#### LISTA DE TAREFAS
1. Pode transcrever, do texto sobre a candidatura de Biden, o trecho entre "Biden foi tão" e "Michigan Gretchen Whitmer.", inclusive?
2. Pode reproduzir palavra por palavra as linhas dos registros que vão da linha que contém "The component shall return one point per instance of the neck" até o fim dos registros, com ambas as extremidades incluídas?

#### TRECHO DO TEXTO
****************
Biden foi tão abismal que Donald Trump, um criminoso condenado e predador sexual, dominou o debate e deixou Biden parecendo um saco de pancadas.
Talvez seja hora de Biden considerar a possibilidade de abdicar a candidatura e seguir em frente – e uma intervenção pode ser necessária para acelerar esse processo antes da Convenção Nacional Democrata em agosto.
Essa realidade torna a primeira-dama Jill Biden, a irmã do presidente, Valerie Biden Owens, e outros conselheiros de confiança, incluindo Mike Donilon, Anita Dunn, Ted Kaufman e Ron Klain, as pessoas mais importantes do Partido Democrata neste momento.
Eles precisam convencer Biden a liberar seus delegados e abrir caminho para um sucessor – um grupo que certamente inclui a vice-presidente Kamala Harris, o governador da Califórnia Gavin Newsom e a governadora de Michigan Gretchen Whitmer.
****************
#### ITENS
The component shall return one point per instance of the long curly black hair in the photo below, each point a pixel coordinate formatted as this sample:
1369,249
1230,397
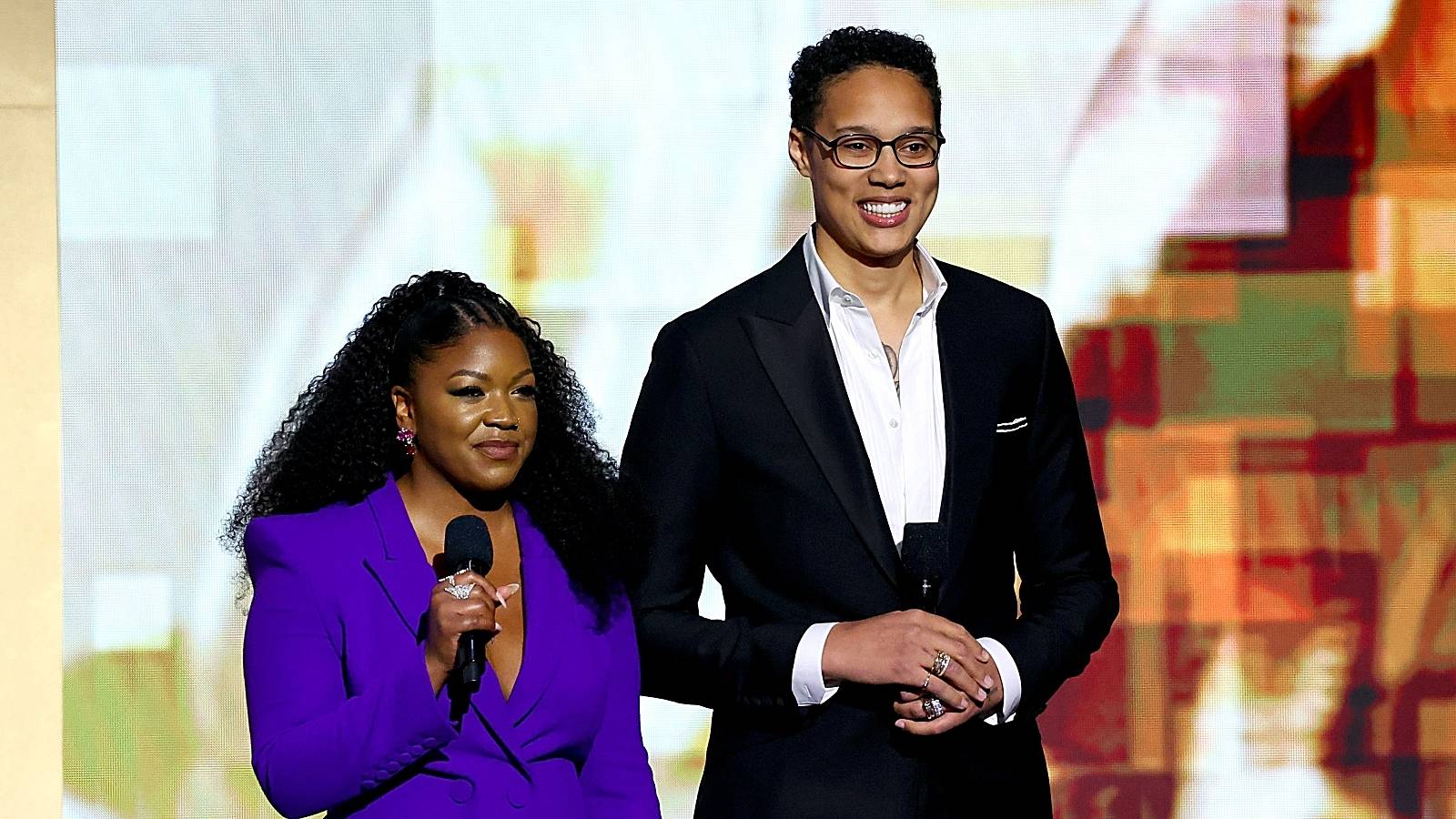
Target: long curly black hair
339,442
844,50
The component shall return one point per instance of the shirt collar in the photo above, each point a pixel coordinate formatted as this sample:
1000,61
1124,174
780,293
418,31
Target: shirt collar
827,290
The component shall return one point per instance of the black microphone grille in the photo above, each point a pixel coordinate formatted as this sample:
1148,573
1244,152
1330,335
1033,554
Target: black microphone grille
468,538
926,551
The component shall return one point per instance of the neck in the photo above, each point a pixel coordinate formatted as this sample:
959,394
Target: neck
873,278
433,501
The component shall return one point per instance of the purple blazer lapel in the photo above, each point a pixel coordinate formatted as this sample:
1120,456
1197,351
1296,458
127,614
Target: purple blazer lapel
399,566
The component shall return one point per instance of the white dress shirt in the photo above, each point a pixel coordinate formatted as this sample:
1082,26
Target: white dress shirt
903,433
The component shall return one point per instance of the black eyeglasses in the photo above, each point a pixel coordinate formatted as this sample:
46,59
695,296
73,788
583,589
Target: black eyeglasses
858,152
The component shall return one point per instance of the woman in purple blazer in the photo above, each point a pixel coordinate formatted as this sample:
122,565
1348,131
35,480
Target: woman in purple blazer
443,402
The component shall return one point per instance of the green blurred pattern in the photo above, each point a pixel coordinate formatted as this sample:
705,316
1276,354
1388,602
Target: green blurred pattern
128,729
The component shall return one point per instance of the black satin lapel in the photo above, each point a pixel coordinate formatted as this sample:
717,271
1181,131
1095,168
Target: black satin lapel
967,380
801,365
****************
#### SOLUÇÕES DOS EXERCÍCIOS
1.
Biden foi tão abismal que Donald Trump, um criminoso condenado e predador sexual, dominou o debate e deixou Biden parecendo um saco de pancadas.
Talvez seja hora de Biden considerar a possibilidade de abdicar a candidatura e seguir em frente – e uma intervenção pode ser necessária para acelerar esse processo antes da Convenção Nacional Democrata em agosto.
Essa realidade torna a primeira-dama Jill Biden, a irmã do presidente, Valerie Biden Owens, e outros conselheiros de confiança, incluindo Mike Donilon, Anita Dunn, Ted Kaufman e Ron Klain, as pessoas mais importantes do Partido Democrata neste momento.
Eles precisam convencer Biden a liberar seus delegados e abrir caminho para um sucessor – um grupo que certamente inclui a vice-presidente Kamala Harris, o governador da Califórnia Gavin Newsom e a governadora de Michigan Gretchen Whitmer.

2.
The component shall return one point per instance of the neck in the photo above, each point a pixel coordinate formatted as this sample:
959,394
Target: neck
873,278
433,501
The component shall return one point per instance of the purple blazer lapel in the photo above, each point a pixel coordinate formatted as this sample:
1120,456
1197,351
1296,458
127,614
Target: purple blazer lapel
399,566
The component shall return one point per instance of the white dress shirt in the photo above, each point a pixel coordinate formatted as this sample:
1082,26
Target: white dress shirt
903,433
The component shall return one point per instance of the black eyeglasses in the photo above, each point a pixel coordinate formatted as this sample:
46,59
695,296
73,788
583,589
Target: black eyeglasses
858,152
The component shall return one point per instance of the woman in purple blazer in the photo above, each point a pixel coordinate formatted as this sample:
122,565
1348,131
35,480
Target: woman in purple blazer
443,402
The component shall return one point per instance of the green blurred pattern in the photo above, each point a pixel coordinate formatted as this sample:
705,316
1276,354
1388,602
Target: green blurred pattern
128,729
The component shall return one point per instance of the black satin lapel in the photo above, each point a pixel coordinate formatted as this sample:
717,271
1181,131
1095,168
Target: black satin lapel
967,380
801,365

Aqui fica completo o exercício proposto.